- Assignment
Write the next part of the passage on the Daily Telegraph's covid-era coverage, starting after its last sentence.

--- Document passage Enclosed Below ---

THE Daily Telegraph, once identifiable as a conservative newspaper concerned with individual freedoms and freedom of speech, was as captured as any of the mainstream and leftstream media during the covid era. Like every other newspaper, it spread fear, promoted lockdowns and extolled the virtues of the covid vaccines.
Dissenting voices were dropped, such as Toby Young after a column castigating the lockdown policy, and cartoonist Bob Moran after an outburst against a doctor who pressed for lockdowns afflicting his disabled daughter (but probably also because of his increasingly excoriating cartoons about the restrictions).
Allison Pearson provided some criticism of lockdown, too little too late, but did not dare to stray into vaccine territory, not until well after the real covid vaccine scandal had emerged, (as reported in these pages from March 2021 onwards). She survived and Toby, now Lord Young, has been rehabilitated but presumably only if he stays in his free speech lane.

--- End of Enclosed Document passage ---
--- Extracted data Enclosed Below ---

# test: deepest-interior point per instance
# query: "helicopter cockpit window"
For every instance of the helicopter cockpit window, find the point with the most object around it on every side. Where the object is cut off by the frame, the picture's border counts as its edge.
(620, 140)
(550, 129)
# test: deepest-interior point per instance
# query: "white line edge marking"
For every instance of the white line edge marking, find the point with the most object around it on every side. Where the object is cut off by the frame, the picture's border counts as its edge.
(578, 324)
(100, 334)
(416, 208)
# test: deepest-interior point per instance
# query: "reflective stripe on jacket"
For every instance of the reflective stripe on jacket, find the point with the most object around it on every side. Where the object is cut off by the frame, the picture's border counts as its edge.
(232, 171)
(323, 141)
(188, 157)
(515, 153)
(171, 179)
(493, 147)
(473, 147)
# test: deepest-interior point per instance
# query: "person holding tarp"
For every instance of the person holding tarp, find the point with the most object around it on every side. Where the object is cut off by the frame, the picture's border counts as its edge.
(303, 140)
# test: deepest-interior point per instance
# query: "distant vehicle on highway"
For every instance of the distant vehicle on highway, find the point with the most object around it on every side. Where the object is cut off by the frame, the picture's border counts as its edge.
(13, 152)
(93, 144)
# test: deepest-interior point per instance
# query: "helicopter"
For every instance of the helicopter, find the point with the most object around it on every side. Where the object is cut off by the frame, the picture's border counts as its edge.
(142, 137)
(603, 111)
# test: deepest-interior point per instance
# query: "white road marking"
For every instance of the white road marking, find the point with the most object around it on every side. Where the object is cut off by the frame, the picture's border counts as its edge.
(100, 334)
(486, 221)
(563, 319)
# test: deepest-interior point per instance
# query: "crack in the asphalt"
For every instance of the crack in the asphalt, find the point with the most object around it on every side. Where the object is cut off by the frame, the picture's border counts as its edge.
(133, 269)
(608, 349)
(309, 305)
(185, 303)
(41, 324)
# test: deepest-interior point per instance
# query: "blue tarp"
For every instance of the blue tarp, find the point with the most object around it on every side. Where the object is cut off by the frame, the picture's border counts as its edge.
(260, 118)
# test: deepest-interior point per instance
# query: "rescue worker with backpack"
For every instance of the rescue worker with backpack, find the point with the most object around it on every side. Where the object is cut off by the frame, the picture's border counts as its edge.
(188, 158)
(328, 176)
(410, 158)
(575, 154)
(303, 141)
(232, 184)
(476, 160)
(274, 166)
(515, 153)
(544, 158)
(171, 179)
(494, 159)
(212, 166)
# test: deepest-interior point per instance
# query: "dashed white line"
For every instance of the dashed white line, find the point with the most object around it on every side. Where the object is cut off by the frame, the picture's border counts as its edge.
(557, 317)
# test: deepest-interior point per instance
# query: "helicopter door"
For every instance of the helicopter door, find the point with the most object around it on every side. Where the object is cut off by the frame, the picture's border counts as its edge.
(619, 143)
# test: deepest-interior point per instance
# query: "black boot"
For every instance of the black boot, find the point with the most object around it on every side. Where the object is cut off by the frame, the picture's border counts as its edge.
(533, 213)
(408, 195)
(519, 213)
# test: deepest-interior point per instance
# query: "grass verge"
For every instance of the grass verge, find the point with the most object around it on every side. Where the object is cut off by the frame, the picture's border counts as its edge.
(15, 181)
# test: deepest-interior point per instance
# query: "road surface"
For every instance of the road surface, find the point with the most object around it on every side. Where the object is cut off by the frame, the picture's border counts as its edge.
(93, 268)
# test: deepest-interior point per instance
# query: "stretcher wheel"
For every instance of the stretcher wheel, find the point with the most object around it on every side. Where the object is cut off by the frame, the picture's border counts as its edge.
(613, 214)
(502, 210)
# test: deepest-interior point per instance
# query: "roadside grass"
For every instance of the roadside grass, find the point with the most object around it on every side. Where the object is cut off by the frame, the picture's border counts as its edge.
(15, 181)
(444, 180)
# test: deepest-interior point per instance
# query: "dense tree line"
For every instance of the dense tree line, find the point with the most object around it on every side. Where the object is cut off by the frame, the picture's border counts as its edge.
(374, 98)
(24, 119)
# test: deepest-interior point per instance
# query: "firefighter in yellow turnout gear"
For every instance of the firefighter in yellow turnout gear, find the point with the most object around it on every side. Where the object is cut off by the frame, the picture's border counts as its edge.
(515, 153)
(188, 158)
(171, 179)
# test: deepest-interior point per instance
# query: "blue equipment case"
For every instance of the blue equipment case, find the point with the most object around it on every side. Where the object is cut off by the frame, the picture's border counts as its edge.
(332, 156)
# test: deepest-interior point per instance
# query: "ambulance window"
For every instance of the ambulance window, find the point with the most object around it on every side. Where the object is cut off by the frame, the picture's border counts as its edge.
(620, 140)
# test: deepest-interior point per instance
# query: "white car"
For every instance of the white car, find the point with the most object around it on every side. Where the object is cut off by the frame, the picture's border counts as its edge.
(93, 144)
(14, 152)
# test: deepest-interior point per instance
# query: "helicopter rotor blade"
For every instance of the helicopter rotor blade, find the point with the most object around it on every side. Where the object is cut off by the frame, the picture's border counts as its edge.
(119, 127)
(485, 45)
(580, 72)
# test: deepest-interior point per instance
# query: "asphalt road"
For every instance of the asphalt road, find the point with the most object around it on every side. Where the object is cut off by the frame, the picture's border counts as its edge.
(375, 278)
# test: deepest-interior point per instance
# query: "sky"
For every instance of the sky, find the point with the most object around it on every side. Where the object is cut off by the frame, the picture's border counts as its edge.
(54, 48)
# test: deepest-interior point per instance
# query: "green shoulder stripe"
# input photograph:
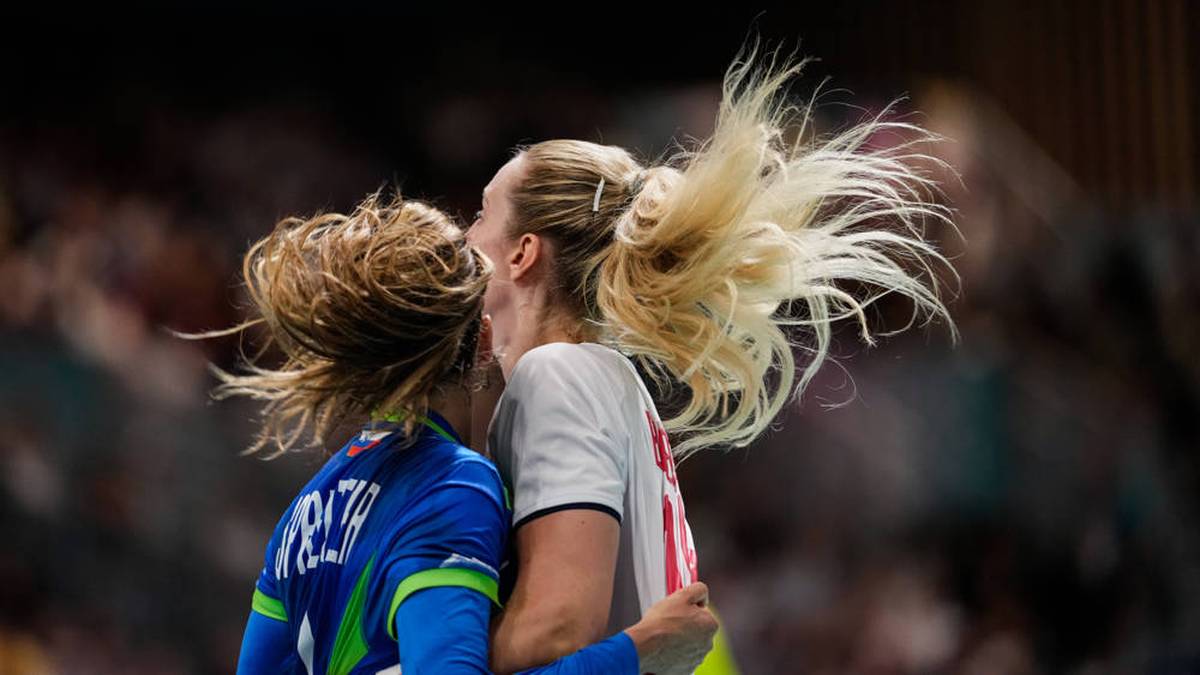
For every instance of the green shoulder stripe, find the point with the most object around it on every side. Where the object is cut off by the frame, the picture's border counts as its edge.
(268, 607)
(471, 579)
(349, 644)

--- End of Enclosed Extracted data ---

- Expected answer
However, the Telegraph showed its true colours this week as a link in Global Health Now to one of its articles showed. Their Global Health Security Reporter (a title that speaks volumes) Maeve Cullinan wrote a piece titled: All in one ‘super’ Covid vaccines could slow next pandemic, study finds. A sub-deck read: Modelling suggests the strategy would ‘buy time’ by reducing deaths in a large-scale outbreak.
The headlines are loaded to capacity with trigger terms: ‘pandemic’, ‘deaths’, ‘outbreak’. The fact that ‘pandemic’ is preceded by ‘next’ suggests that there was a first one, something hotly contested by Dr Jonathan Engler, MB ChB LLB (Hons) DipPharmMed of HART, who concluded on his Substack of April 2024 that: ‘Every single aspect of the “covid” narrative is fake. There was no pandemic.’ This is an inconvenient truth with which those in the global health community refuse to engage.
Data for the Telegraph piece come from an article in Nature Communications published by a multinational team of 20 authors from the US, UK, Singapore and Australia. The article is titled: Quantifying the impact of a broadly protective sarbecovirus vaccine in a future SARS-X pandemic. This is not, in fact, about covid. It is about an as yet unidentified and so far non-existent virus.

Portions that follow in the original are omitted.